[Object position labeling entries]
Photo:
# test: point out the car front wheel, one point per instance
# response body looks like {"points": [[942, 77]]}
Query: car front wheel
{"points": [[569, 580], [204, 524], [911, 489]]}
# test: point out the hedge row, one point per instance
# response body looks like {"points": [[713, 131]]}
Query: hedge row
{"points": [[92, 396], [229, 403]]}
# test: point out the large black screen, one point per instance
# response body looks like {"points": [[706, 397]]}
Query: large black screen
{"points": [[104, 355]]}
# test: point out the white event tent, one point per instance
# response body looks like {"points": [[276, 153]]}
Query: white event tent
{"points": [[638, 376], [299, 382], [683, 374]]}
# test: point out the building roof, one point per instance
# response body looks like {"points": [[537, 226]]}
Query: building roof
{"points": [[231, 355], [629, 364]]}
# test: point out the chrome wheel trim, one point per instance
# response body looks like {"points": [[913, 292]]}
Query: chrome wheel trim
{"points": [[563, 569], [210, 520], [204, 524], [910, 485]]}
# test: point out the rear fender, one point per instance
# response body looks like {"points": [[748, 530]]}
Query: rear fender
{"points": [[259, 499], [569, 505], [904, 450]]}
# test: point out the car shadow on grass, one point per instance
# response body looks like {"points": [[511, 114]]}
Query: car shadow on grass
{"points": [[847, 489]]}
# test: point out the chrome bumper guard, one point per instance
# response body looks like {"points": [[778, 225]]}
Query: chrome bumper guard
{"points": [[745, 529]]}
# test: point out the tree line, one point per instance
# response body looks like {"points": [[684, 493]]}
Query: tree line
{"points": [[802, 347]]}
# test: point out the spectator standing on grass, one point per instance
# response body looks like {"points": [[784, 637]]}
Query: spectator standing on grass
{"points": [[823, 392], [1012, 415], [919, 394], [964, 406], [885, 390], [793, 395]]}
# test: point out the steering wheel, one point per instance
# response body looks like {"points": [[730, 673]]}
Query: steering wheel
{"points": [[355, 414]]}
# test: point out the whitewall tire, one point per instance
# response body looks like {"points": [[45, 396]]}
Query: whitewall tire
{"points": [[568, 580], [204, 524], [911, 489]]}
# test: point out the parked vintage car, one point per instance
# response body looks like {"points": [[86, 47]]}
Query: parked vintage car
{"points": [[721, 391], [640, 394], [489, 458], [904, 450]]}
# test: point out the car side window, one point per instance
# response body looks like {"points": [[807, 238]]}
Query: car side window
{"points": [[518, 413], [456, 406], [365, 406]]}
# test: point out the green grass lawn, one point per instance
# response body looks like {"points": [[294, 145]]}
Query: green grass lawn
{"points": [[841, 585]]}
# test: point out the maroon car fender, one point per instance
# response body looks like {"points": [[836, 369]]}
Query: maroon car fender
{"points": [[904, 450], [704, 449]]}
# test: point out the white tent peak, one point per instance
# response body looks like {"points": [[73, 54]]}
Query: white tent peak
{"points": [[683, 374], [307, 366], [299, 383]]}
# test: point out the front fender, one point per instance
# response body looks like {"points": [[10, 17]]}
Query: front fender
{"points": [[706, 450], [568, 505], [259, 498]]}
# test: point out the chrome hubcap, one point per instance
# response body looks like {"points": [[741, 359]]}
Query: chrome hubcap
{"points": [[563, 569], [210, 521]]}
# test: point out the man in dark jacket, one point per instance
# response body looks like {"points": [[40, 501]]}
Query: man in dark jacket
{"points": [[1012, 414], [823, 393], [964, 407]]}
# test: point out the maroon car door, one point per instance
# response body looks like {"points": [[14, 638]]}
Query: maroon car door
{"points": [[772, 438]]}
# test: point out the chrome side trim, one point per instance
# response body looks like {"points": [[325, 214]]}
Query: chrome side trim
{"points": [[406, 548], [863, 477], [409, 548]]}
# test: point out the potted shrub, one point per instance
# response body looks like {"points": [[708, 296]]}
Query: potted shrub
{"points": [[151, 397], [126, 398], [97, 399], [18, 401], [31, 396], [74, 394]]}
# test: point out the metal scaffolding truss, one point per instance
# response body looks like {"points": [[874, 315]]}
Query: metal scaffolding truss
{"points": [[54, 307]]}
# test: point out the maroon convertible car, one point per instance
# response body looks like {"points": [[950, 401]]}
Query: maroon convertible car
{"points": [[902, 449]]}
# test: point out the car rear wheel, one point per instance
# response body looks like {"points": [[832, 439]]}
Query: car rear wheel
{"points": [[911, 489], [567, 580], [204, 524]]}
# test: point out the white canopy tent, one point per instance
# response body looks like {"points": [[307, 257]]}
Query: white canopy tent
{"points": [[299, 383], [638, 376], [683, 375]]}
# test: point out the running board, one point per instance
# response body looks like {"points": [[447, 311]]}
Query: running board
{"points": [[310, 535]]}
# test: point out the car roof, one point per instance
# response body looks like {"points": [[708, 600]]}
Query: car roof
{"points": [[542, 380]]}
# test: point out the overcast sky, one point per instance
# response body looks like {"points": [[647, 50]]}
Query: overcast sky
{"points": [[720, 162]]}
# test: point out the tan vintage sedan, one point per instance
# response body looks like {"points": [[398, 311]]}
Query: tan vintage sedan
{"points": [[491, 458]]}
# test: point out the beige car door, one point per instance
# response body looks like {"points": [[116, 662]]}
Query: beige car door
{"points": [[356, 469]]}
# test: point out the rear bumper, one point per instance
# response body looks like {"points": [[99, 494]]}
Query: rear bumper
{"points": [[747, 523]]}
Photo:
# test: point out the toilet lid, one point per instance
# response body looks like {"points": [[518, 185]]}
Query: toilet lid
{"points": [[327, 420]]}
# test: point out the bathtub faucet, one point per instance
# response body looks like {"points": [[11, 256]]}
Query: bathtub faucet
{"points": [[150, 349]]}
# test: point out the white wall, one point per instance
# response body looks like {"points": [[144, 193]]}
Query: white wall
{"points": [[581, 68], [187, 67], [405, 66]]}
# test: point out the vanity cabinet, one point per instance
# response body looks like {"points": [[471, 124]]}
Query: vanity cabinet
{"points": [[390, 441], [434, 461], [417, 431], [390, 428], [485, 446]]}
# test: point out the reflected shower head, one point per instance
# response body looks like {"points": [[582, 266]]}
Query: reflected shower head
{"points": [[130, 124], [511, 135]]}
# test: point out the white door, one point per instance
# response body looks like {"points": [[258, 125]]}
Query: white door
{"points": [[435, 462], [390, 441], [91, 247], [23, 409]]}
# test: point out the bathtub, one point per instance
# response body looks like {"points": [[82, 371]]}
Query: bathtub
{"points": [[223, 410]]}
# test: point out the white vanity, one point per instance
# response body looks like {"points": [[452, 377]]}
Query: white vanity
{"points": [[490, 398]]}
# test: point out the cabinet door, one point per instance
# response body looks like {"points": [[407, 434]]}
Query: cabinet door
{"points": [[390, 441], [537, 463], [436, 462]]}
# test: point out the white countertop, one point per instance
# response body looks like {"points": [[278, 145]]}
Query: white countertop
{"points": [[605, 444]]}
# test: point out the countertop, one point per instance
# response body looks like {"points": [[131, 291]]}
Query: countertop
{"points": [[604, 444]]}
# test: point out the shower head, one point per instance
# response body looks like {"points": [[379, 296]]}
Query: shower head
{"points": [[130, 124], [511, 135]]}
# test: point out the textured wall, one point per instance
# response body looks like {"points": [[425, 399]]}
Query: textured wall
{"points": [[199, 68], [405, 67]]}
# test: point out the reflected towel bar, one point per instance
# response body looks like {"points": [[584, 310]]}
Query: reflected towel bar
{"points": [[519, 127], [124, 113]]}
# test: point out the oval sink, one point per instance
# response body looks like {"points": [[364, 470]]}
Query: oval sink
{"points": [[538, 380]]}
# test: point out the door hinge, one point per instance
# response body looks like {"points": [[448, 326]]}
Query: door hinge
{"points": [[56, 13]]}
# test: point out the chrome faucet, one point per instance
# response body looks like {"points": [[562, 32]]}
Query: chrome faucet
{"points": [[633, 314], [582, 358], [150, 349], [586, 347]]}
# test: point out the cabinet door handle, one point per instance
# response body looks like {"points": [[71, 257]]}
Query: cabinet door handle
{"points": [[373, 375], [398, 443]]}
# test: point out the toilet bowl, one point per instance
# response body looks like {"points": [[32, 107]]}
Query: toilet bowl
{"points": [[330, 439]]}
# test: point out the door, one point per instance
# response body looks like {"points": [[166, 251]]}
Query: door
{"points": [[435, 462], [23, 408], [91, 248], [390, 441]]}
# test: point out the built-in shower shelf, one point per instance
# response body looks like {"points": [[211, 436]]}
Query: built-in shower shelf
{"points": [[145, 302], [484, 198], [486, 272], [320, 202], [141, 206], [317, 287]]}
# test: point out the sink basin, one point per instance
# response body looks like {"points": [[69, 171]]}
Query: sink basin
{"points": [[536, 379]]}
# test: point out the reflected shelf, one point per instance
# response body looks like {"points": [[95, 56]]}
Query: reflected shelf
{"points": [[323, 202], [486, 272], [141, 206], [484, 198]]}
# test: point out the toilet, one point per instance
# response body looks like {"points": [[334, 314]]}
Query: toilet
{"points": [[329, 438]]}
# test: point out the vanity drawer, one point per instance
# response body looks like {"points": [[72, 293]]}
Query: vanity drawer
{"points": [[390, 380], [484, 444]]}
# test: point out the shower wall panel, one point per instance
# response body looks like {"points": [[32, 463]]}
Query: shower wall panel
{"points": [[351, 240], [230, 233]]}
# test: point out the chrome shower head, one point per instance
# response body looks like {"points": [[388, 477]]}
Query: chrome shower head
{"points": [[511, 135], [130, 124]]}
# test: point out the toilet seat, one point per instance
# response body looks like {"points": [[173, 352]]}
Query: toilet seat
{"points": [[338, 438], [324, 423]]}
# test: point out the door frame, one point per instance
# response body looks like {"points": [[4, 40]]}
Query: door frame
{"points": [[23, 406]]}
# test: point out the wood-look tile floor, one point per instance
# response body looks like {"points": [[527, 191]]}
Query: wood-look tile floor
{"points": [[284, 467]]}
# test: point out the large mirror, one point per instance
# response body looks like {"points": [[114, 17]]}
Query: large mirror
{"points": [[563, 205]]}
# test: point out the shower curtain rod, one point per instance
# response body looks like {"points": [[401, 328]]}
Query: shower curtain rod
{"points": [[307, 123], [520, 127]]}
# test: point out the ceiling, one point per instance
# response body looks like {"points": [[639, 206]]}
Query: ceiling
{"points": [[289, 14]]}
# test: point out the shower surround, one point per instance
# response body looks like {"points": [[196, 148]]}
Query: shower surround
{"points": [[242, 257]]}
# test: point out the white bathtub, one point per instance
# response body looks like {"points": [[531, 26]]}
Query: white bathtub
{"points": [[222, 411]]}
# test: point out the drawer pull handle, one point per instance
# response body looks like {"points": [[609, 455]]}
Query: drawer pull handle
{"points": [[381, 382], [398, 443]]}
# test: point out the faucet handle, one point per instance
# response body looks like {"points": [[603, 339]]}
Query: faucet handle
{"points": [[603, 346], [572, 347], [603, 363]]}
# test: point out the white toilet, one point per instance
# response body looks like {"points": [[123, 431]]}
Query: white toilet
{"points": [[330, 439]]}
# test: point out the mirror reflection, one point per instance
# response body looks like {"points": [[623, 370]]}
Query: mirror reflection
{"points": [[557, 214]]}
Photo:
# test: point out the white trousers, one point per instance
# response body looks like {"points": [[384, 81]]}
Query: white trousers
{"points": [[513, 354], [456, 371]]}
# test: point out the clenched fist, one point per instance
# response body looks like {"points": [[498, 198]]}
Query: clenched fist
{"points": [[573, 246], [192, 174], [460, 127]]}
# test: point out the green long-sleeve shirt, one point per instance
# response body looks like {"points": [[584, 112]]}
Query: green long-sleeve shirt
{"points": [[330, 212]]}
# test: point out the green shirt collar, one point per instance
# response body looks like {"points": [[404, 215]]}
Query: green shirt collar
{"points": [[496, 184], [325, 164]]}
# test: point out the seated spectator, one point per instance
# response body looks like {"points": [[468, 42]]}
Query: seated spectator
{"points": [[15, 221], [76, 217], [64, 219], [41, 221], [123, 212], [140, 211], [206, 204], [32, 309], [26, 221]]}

**Exercise task**
Your answer should consist only of the lines from the one with "# test: point out the green long-sleeve" through the end of the data above, reproduced exactly.

**The solution**
# test: point out the green long-sleeve shirt, one point per instance
# response body looks like {"points": [[584, 112]]}
Query: green long-sleeve shirt
{"points": [[330, 212]]}
# test: point out the green shirt collar, one point per instance
# response body looks like {"points": [[404, 215]]}
Query: green shirt collar
{"points": [[496, 184], [325, 164]]}
# test: point out the seated spectator, one point per instance
# response body looks like {"points": [[468, 42]]}
Query: seated spectator
{"points": [[15, 221], [76, 217], [64, 219], [41, 221], [123, 212], [140, 211], [206, 204], [32, 309], [26, 221]]}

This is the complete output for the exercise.